> [What to work on] From the listing below, extract every line that contains the string "black". Matching is case-sensitive.

> [Records for this exercise]
** Start **
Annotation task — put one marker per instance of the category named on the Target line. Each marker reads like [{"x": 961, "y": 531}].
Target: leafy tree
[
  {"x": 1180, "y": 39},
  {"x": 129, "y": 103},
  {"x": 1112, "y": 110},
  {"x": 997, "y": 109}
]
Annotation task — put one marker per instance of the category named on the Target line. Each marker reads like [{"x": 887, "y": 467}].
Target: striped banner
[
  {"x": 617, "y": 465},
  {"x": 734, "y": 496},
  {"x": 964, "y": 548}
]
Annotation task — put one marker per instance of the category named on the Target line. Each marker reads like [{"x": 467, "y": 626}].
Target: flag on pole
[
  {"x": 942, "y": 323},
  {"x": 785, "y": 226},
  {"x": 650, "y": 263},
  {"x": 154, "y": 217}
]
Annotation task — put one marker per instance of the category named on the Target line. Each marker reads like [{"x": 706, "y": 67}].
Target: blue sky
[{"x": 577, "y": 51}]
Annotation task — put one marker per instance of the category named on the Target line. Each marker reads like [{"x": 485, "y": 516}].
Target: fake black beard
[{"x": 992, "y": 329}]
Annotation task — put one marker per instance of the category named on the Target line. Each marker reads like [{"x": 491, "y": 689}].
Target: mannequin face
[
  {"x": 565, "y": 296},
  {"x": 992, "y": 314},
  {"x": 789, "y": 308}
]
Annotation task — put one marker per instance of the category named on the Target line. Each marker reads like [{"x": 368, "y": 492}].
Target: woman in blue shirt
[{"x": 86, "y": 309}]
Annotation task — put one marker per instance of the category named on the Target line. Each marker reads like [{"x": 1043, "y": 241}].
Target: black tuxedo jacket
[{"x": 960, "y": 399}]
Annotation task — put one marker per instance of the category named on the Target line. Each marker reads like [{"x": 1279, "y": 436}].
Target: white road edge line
** End **
> [Worked solution]
Target: fake black beard
Target: black tuxedo jacket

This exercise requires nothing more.